EXERCISE OBJECTIVE –
Print out every line of the listing below without alteration.

-=-=-=-=-

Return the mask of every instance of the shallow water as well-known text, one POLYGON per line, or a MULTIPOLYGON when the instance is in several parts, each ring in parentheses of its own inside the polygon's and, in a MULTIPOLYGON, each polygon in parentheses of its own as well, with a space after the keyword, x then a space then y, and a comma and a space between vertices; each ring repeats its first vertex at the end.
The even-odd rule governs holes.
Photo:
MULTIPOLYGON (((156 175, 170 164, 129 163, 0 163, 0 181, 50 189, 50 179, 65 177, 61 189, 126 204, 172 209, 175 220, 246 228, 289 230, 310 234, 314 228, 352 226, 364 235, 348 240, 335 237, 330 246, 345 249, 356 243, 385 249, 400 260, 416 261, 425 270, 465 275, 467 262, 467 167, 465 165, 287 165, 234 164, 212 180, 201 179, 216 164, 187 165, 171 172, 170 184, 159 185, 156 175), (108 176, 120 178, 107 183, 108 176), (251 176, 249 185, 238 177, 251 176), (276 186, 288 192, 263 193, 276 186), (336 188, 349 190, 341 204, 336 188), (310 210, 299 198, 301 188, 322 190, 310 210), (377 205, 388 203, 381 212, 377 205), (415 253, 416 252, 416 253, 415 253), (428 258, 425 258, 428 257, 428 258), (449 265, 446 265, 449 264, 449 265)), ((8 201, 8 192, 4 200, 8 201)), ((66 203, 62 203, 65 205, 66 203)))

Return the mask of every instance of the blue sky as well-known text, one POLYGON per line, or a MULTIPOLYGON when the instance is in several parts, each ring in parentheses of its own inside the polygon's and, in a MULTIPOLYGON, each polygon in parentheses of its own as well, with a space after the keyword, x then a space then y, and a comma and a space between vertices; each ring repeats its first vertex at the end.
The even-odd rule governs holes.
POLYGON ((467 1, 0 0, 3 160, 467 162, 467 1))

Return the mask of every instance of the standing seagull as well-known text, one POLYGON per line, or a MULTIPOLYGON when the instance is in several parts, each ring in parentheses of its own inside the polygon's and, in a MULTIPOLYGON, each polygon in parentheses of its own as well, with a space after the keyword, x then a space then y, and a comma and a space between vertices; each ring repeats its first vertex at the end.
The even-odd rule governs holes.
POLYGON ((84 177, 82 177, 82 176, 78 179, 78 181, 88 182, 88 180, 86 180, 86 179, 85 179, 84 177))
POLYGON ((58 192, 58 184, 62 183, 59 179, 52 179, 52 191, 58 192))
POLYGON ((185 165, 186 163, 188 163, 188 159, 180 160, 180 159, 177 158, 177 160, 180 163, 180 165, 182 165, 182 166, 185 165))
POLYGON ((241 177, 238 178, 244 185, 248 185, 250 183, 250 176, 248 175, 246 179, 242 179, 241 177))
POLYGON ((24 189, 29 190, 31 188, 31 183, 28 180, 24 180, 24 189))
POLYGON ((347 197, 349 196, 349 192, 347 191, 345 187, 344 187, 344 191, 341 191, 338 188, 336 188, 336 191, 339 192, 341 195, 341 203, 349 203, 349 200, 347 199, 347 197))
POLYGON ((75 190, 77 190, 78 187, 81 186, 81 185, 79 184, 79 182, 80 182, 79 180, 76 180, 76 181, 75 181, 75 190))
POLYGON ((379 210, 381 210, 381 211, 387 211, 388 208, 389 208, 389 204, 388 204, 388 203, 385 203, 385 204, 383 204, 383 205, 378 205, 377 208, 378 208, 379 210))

-=-=-=-=-

SOLUTION –
Return the mask of every instance of the shallow water as well-known text, one POLYGON per line, or a MULTIPOLYGON when the instance is in several parts, each ring in parentheses of its own inside the polygon's and, in a MULTIPOLYGON, each polygon in parentheses of its own as well, with a space after the keyword, x then a space then y, and a comma and a space between vertices; each ring repeats its first vertex at the end.
The even-odd rule governs holes.
Photo:
MULTIPOLYGON (((156 175, 170 164, 129 163, 0 163, 0 181, 50 189, 50 179, 65 177, 61 189, 126 204, 172 209, 175 220, 246 228, 289 230, 310 234, 314 228, 352 226, 364 235, 348 240, 335 237, 330 246, 345 249, 356 243, 385 249, 400 260, 416 261, 425 270, 465 275, 467 262, 467 167, 465 165, 287 165, 234 164, 212 180, 201 179, 216 164, 187 165, 171 172, 170 184, 159 185, 156 175), (108 176, 120 178, 107 183, 108 176), (251 176, 249 185, 238 177, 251 176), (276 186, 288 192, 263 193, 276 186), (336 188, 349 190, 341 204, 336 188), (310 210, 299 198, 301 188, 322 190, 310 210), (377 205, 388 203, 381 212, 377 205), (415 253, 416 252, 416 253, 415 253), (428 258, 425 258, 428 257, 428 258), (449 265, 446 265, 449 264, 449 265)), ((8 201, 8 192, 4 200, 8 201)), ((66 203, 62 203, 65 205, 66 203)))

Return the mask of every instance of the blue sky as well-known text, one POLYGON per line, or a MULTIPOLYGON when the instance is in several parts, each ring in parentheses of its own inside the polygon's and, in a MULTIPOLYGON, each polygon in parentheses of its own as well, with a space after the keyword, x then a space then y, and a comma and a space between vertices; each ring repeats its first vertex at the end.
The even-odd rule governs holes.
POLYGON ((467 1, 0 0, 3 160, 467 162, 467 1))

Return the mask of every instance of the standing seagull as well-known text, one POLYGON per line, or a MULTIPOLYGON when the instance is in several parts, each ring in parentheses of its own inside the polygon's and, in a MULTIPOLYGON, each polygon in parentheses of its own as well, with a space after the keyword, x then a space then y, and a comma and a space between vertices; each ring repeats its first vertex at the end.
The even-odd rule governs holes.
POLYGON ((84 177, 82 177, 82 176, 78 179, 78 181, 88 182, 88 180, 86 180, 86 179, 85 179, 84 177))
POLYGON ((58 192, 58 184, 62 183, 59 179, 52 179, 52 191, 58 192))
POLYGON ((185 165, 186 163, 188 163, 188 159, 180 160, 180 159, 177 158, 177 160, 180 163, 180 165, 182 165, 182 166, 185 165))
POLYGON ((241 177, 238 178, 244 185, 248 185, 250 183, 250 176, 248 175, 246 179, 242 179, 241 177))
POLYGON ((24 189, 29 190, 31 188, 31 183, 28 180, 24 180, 24 189))
POLYGON ((347 197, 349 196, 349 192, 347 191, 345 187, 344 187, 344 191, 341 191, 338 188, 336 188, 336 191, 339 192, 341 195, 341 203, 349 203, 349 200, 347 199, 347 197))
POLYGON ((75 190, 77 190, 78 187, 81 186, 81 185, 79 184, 79 182, 80 182, 79 180, 76 180, 76 181, 75 181, 75 190))
POLYGON ((379 210, 381 210, 381 211, 387 211, 388 208, 389 208, 389 204, 388 204, 388 203, 385 203, 385 204, 383 204, 383 205, 378 205, 377 208, 378 208, 379 210))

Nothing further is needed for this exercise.